Given text:
** Begin **

Philip H. Melanson (1944 – September 18, 2006) was a Chancellor Professor of Policy Studies at University of Massachusetts Dartmouth and served on the Executive Board of the university's  Center for Policy Analysis (CFPA) now known as the Public Policy Center.  He  served as chair of the Political Science Department for 12 years.

He also served as coordinator of the Robert F. Kennedy Assassination Archive from April 1988, which is the world's largest collection on the subject.

An internationally recognized expert on political violence and governmental secrecy, Melanson wrote numerous books and articles related to these subjects. He was also member of the governing board of John Judge's Coalition on Political Assassinations. He appeared on BBC, CBS, CNN, C-SPAN, and NPR news programs.

In 2001 he was the University of Massachusetts, Dartmouth Faculty Federation Scholar of the Year.

** End **

Set exercise:
Quote the passage of the Melanson biography between "He also served" and "of the Year.", inclusive. The rows below come from a separate source, not from the Melanson biography.

Dataset entries:
** Begin **

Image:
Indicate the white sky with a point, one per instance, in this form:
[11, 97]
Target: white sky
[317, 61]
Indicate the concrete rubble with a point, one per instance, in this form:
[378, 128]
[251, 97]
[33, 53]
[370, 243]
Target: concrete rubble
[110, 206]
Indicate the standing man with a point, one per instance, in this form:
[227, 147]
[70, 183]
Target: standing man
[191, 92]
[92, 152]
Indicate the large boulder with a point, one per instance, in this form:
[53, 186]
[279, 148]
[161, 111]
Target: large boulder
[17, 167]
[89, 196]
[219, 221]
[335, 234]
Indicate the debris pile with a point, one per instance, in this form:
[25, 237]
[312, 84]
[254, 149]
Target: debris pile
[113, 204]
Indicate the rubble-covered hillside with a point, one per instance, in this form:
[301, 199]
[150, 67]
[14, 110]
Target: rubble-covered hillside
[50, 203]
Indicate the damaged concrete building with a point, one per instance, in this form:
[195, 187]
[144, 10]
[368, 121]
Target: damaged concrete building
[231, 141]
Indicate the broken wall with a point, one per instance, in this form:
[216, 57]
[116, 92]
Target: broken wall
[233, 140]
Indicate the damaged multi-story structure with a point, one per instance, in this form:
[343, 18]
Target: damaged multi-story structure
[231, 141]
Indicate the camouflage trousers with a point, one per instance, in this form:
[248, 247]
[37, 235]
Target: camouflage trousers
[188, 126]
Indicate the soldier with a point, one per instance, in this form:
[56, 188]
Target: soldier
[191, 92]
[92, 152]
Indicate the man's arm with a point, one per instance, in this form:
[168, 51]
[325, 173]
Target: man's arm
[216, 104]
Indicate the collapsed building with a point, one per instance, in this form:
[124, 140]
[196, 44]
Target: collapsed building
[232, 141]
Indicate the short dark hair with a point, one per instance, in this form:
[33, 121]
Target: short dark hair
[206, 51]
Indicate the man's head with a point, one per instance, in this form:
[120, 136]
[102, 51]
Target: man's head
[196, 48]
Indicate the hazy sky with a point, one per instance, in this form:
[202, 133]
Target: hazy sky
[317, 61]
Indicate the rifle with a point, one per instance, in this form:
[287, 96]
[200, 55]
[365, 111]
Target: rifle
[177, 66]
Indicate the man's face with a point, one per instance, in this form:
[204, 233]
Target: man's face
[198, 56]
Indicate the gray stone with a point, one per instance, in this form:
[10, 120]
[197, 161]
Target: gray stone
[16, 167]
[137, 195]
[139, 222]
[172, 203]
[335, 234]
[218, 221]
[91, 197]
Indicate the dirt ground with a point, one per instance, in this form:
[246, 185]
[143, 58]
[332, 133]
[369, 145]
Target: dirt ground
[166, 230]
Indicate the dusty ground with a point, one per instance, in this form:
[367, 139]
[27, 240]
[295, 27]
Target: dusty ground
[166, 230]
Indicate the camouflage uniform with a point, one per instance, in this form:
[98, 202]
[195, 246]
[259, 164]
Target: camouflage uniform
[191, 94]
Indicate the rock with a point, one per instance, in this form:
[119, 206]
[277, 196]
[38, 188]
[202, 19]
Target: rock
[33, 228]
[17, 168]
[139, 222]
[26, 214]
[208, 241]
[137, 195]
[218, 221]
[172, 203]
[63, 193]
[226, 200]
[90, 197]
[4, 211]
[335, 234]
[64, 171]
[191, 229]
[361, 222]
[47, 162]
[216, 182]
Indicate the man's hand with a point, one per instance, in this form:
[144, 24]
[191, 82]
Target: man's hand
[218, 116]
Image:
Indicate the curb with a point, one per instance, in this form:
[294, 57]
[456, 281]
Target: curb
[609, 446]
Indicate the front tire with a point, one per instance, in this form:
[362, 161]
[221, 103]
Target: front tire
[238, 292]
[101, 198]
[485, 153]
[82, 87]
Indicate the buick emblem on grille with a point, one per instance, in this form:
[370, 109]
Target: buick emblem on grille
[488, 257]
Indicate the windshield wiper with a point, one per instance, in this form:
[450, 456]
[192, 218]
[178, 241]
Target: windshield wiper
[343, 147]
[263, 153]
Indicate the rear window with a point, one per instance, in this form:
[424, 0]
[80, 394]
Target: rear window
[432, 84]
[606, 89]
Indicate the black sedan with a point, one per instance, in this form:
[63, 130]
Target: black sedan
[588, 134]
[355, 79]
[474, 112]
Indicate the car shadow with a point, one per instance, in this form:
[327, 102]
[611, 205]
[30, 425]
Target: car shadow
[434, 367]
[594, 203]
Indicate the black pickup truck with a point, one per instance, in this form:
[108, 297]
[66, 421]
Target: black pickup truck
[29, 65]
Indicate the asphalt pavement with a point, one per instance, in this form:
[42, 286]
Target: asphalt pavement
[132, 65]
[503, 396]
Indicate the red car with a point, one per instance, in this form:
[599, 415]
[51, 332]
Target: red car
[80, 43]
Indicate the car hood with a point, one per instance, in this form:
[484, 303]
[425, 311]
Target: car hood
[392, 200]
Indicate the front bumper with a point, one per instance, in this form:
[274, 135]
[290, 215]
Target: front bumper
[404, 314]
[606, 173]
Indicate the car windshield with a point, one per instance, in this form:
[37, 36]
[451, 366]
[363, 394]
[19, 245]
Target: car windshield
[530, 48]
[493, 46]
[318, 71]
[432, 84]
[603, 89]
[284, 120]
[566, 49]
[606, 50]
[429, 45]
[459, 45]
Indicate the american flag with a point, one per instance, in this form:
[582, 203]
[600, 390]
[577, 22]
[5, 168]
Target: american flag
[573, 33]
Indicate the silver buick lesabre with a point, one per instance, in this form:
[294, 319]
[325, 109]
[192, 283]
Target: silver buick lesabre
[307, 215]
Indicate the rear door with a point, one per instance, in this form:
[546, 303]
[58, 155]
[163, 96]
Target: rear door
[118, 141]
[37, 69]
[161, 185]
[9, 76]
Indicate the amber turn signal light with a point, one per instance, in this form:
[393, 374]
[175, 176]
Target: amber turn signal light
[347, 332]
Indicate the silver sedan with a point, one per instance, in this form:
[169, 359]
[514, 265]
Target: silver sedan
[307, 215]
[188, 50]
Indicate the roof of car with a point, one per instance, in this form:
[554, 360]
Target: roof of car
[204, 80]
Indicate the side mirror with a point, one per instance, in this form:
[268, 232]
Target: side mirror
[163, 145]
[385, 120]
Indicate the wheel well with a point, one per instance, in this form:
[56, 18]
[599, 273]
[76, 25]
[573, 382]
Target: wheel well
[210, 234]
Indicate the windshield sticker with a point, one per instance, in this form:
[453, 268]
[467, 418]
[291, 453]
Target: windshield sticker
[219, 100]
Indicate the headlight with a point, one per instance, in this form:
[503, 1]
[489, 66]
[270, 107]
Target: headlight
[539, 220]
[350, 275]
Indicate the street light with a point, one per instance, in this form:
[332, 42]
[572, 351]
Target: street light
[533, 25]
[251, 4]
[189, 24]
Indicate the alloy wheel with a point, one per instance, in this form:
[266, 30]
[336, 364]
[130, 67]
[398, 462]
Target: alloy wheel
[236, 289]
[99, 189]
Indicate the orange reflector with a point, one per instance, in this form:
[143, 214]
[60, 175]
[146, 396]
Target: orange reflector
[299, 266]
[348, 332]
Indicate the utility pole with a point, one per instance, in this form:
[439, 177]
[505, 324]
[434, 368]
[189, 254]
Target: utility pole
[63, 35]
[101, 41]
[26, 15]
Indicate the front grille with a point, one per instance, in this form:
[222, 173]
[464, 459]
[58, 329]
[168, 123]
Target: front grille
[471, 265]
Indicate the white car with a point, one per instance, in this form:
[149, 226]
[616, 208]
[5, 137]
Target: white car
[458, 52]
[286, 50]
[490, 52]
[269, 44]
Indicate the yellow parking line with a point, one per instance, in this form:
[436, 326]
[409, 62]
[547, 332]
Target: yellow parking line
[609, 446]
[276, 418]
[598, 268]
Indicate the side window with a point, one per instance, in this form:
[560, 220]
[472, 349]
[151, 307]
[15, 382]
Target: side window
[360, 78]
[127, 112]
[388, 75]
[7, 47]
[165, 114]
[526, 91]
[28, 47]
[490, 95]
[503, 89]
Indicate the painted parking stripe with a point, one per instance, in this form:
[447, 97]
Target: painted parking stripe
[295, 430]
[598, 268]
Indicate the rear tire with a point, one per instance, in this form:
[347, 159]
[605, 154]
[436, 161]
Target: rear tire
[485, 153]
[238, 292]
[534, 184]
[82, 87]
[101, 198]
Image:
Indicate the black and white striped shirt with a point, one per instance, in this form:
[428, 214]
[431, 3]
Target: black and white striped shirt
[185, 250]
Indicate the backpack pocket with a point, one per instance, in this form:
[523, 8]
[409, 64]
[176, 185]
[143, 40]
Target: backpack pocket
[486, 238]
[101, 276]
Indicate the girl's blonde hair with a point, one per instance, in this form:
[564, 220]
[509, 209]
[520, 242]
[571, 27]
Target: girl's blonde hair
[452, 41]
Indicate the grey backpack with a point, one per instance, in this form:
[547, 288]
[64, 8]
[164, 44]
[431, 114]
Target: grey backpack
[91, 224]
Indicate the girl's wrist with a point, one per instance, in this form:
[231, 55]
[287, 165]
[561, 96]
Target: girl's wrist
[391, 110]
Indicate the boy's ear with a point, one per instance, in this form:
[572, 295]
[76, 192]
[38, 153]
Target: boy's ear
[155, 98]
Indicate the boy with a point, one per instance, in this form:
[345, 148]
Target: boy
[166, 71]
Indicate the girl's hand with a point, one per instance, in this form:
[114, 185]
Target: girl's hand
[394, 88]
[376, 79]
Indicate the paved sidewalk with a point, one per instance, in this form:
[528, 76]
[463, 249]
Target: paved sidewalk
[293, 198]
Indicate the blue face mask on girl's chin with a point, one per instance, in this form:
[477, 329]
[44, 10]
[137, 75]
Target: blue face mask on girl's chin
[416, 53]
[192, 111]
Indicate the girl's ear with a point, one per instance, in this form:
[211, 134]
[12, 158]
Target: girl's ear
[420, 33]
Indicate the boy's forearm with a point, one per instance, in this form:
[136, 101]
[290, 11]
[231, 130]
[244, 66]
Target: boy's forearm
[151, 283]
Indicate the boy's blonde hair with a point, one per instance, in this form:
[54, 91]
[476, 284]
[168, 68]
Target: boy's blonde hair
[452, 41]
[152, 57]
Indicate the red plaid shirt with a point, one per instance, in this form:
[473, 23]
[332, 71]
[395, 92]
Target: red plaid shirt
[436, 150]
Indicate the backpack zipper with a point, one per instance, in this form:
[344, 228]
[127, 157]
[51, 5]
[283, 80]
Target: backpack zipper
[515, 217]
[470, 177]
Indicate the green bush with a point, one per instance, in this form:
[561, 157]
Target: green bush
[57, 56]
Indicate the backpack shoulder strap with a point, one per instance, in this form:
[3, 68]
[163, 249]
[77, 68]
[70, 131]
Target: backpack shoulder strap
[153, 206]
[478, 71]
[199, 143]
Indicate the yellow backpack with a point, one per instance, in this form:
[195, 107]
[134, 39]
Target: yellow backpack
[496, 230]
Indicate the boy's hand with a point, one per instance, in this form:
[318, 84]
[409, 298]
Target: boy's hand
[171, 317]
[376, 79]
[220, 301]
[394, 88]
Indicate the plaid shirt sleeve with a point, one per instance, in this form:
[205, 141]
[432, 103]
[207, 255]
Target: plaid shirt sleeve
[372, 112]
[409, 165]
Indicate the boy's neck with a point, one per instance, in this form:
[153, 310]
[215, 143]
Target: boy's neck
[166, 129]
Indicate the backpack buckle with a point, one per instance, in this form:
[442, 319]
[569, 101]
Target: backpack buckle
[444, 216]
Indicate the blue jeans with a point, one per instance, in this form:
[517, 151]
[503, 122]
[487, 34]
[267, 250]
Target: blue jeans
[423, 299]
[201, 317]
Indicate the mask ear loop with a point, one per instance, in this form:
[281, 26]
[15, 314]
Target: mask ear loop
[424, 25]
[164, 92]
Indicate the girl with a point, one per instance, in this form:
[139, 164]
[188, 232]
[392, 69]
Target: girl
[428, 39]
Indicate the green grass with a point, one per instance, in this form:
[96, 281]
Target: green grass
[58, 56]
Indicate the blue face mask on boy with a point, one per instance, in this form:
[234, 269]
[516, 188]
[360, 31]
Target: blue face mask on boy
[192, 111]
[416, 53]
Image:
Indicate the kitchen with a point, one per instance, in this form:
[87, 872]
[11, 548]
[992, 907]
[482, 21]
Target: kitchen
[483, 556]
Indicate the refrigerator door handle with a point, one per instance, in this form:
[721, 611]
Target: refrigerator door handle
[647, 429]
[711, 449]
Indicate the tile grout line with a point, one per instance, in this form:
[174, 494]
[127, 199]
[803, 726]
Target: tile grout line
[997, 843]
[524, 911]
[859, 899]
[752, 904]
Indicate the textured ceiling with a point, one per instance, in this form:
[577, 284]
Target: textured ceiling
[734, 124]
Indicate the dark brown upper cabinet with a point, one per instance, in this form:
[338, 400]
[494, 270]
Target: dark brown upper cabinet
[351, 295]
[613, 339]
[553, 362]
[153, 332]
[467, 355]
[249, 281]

** End **

Reply to the exercise:
He also served as coordinator of the Robert F. Kennedy Assassination Archive from April 1988, which is the world's largest collection on the subject.

An internationally recognized expert on political violence and governmental secrecy, Melanson wrote numerous books and articles related to these subjects. He was also member of the governing board of John Judge's Coalition on Political Assassinations. He appeared on BBC, CBS, CNN, C-SPAN, and NPR news programs.

In 2001 he was the University of Massachusetts, Dartmouth Faculty Federation Scholar of the Year.